- **TASK TO COMPLETE**
Write out each line of the listing as it stands, without the images.

※

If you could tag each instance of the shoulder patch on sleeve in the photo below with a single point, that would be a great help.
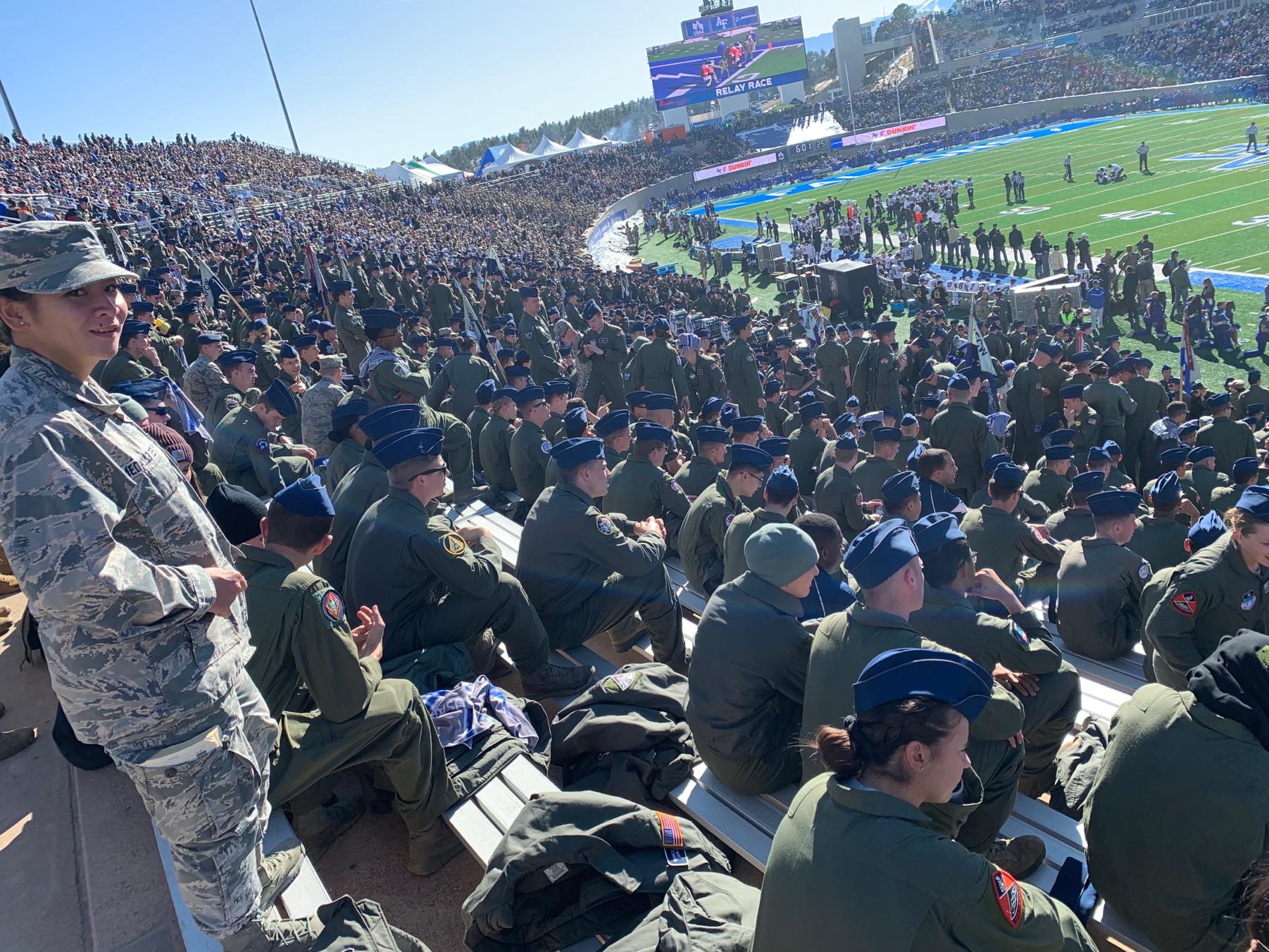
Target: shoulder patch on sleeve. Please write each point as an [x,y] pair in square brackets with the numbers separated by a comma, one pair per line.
[1185,603]
[333,606]
[1009,896]
[454,544]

※

- **ANSWER TO THE EXERCISE**
If you could tag each instance of the shoulder patch on sleeve in the photo below with a single point, that would be a great help.
Target: shoulder patch on sleeve. Please write each point as an [x,y] pair in square brackets with the numbers separated by a comma, one pair per line.
[1185,603]
[333,606]
[1009,896]
[454,544]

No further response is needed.